**Data for processing:**
■ ■ ■

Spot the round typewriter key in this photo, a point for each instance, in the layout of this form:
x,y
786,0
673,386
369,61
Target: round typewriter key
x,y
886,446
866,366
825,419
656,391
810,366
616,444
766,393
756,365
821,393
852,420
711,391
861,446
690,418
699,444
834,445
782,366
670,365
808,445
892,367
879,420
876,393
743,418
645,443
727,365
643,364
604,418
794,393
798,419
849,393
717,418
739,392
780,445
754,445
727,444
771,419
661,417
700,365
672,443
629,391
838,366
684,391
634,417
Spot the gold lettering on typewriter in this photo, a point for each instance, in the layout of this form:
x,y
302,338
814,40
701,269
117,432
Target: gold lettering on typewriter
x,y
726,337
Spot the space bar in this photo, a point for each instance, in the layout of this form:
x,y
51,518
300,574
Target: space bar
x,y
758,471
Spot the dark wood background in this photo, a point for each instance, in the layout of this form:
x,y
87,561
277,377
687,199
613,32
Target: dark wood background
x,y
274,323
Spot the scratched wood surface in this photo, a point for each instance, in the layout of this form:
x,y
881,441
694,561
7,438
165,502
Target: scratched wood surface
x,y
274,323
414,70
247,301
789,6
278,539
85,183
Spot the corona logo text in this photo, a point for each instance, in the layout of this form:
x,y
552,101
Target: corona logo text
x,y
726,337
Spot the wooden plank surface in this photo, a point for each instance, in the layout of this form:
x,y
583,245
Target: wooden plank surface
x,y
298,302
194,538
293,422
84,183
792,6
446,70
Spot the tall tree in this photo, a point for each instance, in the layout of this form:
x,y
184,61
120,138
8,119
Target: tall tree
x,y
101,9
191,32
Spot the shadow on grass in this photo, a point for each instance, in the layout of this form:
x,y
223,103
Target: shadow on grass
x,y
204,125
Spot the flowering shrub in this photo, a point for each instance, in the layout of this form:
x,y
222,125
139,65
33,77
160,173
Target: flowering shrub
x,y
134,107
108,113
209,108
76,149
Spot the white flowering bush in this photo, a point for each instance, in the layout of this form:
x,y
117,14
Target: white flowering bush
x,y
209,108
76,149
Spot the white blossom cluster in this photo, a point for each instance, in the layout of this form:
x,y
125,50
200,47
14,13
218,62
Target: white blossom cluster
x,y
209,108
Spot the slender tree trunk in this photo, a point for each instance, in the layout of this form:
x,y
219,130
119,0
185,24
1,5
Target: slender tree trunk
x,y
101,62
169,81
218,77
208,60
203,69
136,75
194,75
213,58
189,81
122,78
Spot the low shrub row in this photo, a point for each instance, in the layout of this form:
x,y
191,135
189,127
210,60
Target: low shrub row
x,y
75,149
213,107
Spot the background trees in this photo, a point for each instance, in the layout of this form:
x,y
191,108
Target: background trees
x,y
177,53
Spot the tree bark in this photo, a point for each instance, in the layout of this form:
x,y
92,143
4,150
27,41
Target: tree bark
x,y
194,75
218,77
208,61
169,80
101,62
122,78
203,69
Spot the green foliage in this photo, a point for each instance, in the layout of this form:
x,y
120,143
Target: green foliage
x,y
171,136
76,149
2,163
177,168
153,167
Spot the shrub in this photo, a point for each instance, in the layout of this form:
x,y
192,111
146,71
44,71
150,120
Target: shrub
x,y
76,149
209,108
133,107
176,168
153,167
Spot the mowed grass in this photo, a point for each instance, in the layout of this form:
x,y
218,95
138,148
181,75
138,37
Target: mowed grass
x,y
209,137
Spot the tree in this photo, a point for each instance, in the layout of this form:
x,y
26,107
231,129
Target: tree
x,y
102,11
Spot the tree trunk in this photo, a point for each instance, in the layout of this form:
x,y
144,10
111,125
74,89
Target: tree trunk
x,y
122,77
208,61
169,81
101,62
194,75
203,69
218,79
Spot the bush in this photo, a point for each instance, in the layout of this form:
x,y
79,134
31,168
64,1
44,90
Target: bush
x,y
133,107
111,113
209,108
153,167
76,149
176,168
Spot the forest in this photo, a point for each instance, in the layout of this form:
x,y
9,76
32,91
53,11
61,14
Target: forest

■ ■ ■

**Stated task:**
Rewrite every line of the entries above as a Markdown table with two columns, Row for the line's number and Text for the line itself, skipping any blank lines.

**Finished exercise:**
| Row | Text |
|---|---|
| 1 | Spot the round typewriter key in this photo, a point for each instance, in the layout of this form: |
| 2 | x,y |
| 3 | 786,0 |
| 4 | 673,386 |
| 5 | 369,61 |
| 6 | Target: round typewriter key |
| 7 | x,y |
| 8 | 886,446 |
| 9 | 866,366 |
| 10 | 825,419 |
| 11 | 656,391 |
| 12 | 810,366 |
| 13 | 616,444 |
| 14 | 766,393 |
| 15 | 756,365 |
| 16 | 821,393 |
| 17 | 852,420 |
| 18 | 711,391 |
| 19 | 861,446 |
| 20 | 690,418 |
| 21 | 699,444 |
| 22 | 834,445 |
| 23 | 782,366 |
| 24 | 670,365 |
| 25 | 808,445 |
| 26 | 892,367 |
| 27 | 879,420 |
| 28 | 876,393 |
| 29 | 743,418 |
| 30 | 645,443 |
| 31 | 727,365 |
| 32 | 643,364 |
| 33 | 604,418 |
| 34 | 794,393 |
| 35 | 798,419 |
| 36 | 849,393 |
| 37 | 717,418 |
| 38 | 739,392 |
| 39 | 780,445 |
| 40 | 754,445 |
| 41 | 727,444 |
| 42 | 771,419 |
| 43 | 661,417 |
| 44 | 700,365 |
| 45 | 672,443 |
| 46 | 629,391 |
| 47 | 838,366 |
| 48 | 684,391 |
| 49 | 634,417 |
| 50 | Spot the gold lettering on typewriter in this photo, a point for each instance, in the layout of this form: |
| 51 | x,y |
| 52 | 302,338 |
| 53 | 814,40 |
| 54 | 701,269 |
| 55 | 117,432 |
| 56 | Target: gold lettering on typewriter |
| 57 | x,y |
| 58 | 726,337 |
| 59 | Spot the space bar in this photo, a point for each instance, in the layout of this form: |
| 60 | x,y |
| 61 | 51,518 |
| 62 | 300,574 |
| 63 | Target: space bar |
| 64 | x,y |
| 65 | 758,471 |
| 66 | Spot the dark wood background in this photo, a point for each instance, in the layout of this form: |
| 67 | x,y |
| 68 | 87,561 |
| 69 | 277,377 |
| 70 | 687,199 |
| 71 | 613,32 |
| 72 | Target: dark wood background |
| 73 | x,y |
| 74 | 274,323 |
| 75 | Spot the scratched wood surface in this photo, a point for each instance, in the layout of this form: |
| 76 | x,y |
| 77 | 881,441 |
| 78 | 694,561 |
| 79 | 7,438 |
| 80 | 165,502 |
| 81 | Target: scratched wood surface |
| 82 | x,y |
| 83 | 274,323 |
| 84 | 414,70 |
| 85 | 247,301 |
| 86 | 789,6 |
| 87 | 278,539 |
| 88 | 85,183 |
| 89 | Spot the corona logo text in this photo, a point for each instance, in the layout of this form: |
| 90 | x,y |
| 91 | 552,101 |
| 92 | Target: corona logo text |
| 93 | x,y |
| 94 | 726,337 |
| 95 | Spot the wooden plank surface in this photo, a point for each instance, in the layout of this form: |
| 96 | x,y |
| 97 | 583,245 |
| 98 | Target: wooden plank surface |
| 99 | x,y |
| 100 | 298,302 |
| 101 | 194,538 |
| 102 | 293,422 |
| 103 | 84,183 |
| 104 | 792,6 |
| 105 | 446,70 |
| 106 | Spot the tall tree in this photo, a point for each instance, in the layout of this form: |
| 107 | x,y |
| 108 | 184,61 |
| 109 | 120,138 |
| 110 | 8,119 |
| 111 | Target: tall tree |
| 112 | x,y |
| 113 | 101,9 |
| 114 | 191,32 |
| 115 | Spot the shadow on grass in this photo, a point for each instance, in the layout of this form: |
| 116 | x,y |
| 117 | 223,103 |
| 118 | Target: shadow on grass |
| 119 | x,y |
| 120 | 204,125 |
| 121 | Spot the flowering shrub in this photo, a point for each instance, in the layout of this form: |
| 122 | x,y |
| 123 | 222,125 |
| 124 | 139,65 |
| 125 | 33,77 |
| 126 | 160,173 |
| 127 | Target: flowering shrub |
| 128 | x,y |
| 129 | 134,107 |
| 130 | 108,113 |
| 131 | 209,108 |
| 132 | 76,149 |
| 133 | Spot the white flowering bush in this photo, a point for each instance, in the layout of this form: |
| 134 | x,y |
| 135 | 117,14 |
| 136 | Target: white flowering bush |
| 137 | x,y |
| 138 | 209,108 |
| 139 | 76,149 |
| 140 | Spot the white blossom cluster in this photo, a point for each instance, in the layout of this form: |
| 141 | x,y |
| 142 | 125,50 |
| 143 | 200,47 |
| 144 | 14,13 |
| 145 | 218,62 |
| 146 | Target: white blossom cluster |
| 147 | x,y |
| 148 | 209,108 |
| 149 | Spot the slender tree trunk in this photo, a point for each instance, in the layout of this form: |
| 150 | x,y |
| 151 | 219,130 |
| 152 | 119,0 |
| 153 | 185,24 |
| 154 | 1,5 |
| 155 | Target: slender tree trunk |
| 156 | x,y |
| 157 | 101,62 |
| 158 | 169,81 |
| 159 | 218,77 |
| 160 | 208,60 |
| 161 | 203,69 |
| 162 | 136,75 |
| 163 | 194,75 |
| 164 | 213,58 |
| 165 | 189,81 |
| 166 | 122,78 |
| 167 | Spot the low shrub row in this photo, a point for each instance, in the layout of this form: |
| 168 | x,y |
| 169 | 191,135 |
| 170 | 189,127 |
| 171 | 210,60 |
| 172 | Target: low shrub row |
| 173 | x,y |
| 174 | 75,149 |
| 175 | 213,107 |
| 176 | Spot the background trees in this photo, a point for each instance, in the layout of this form: |
| 177 | x,y |
| 178 | 191,108 |
| 179 | Target: background trees |
| 180 | x,y |
| 181 | 177,53 |
| 182 | Spot the tree bark in this photo, a point for each instance, in the layout of this form: |
| 183 | x,y |
| 184 | 92,143 |
| 185 | 4,150 |
| 186 | 27,41 |
| 187 | Target: tree bark |
| 188 | x,y |
| 189 | 194,75 |
| 190 | 218,77 |
| 191 | 208,61 |
| 192 | 169,80 |
| 193 | 101,62 |
| 194 | 122,78 |
| 195 | 203,69 |
| 196 | Spot the green foliage in this photo, a point for each instance, in the layout of this form: |
| 197 | x,y |
| 198 | 120,143 |
| 199 | Target: green foliage |
| 200 | x,y |
| 201 | 171,136 |
| 202 | 76,149 |
| 203 | 2,163 |
| 204 | 177,168 |
| 205 | 153,167 |
| 206 | Spot the shrub in this photo, a point for each instance, in the layout of this form: |
| 207 | x,y |
| 208 | 192,111 |
| 209 | 146,71 |
| 210 | 44,71 |
| 211 | 150,120 |
| 212 | Target: shrub |
| 213 | x,y |
| 214 | 76,149 |
| 215 | 209,108 |
| 216 | 133,107 |
| 217 | 176,168 |
| 218 | 153,167 |
| 219 | Spot the mowed grass in this photo, a point for each instance, in the layout of this form: |
| 220 | x,y |
| 221 | 218,95 |
| 222 | 138,148 |
| 223 | 181,75 |
| 224 | 138,37 |
| 225 | Target: mowed grass |
| 226 | x,y |
| 227 | 209,137 |
| 228 | Spot the tree in this photo, a point for each instance, in the layout of this form: |
| 229 | x,y |
| 230 | 26,107 |
| 231 | 231,129 |
| 232 | Target: tree |
| 233 | x,y |
| 234 | 102,11 |
| 235 | Spot the tree trunk in this photo, a point for each instance, in the layout of this form: |
| 236 | x,y |
| 237 | 144,10 |
| 238 | 111,125 |
| 239 | 74,89 |
| 240 | Target: tree trunk |
| 241 | x,y |
| 242 | 122,77 |
| 243 | 208,61 |
| 244 | 169,81 |
| 245 | 101,62 |
| 246 | 194,75 |
| 247 | 203,69 |
| 248 | 218,79 |
| 249 | Spot the bush in this photo, a point for each instance, in the layout of this form: |
| 250 | x,y |
| 251 | 79,134 |
| 252 | 31,168 |
| 253 | 64,1 |
| 254 | 44,90 |
| 255 | Target: bush |
| 256 | x,y |
| 257 | 133,107 |
| 258 | 111,113 |
| 259 | 209,108 |
| 260 | 153,167 |
| 261 | 76,149 |
| 262 | 176,168 |
| 263 | Spot the forest in this photo, a point for each instance, in the layout of this form: |
| 264 | x,y |
| 265 | 9,76 |
| 266 | 32,91 |
| 267 | 53,11 |
| 268 | 61,14 |
| 269 | Target: forest |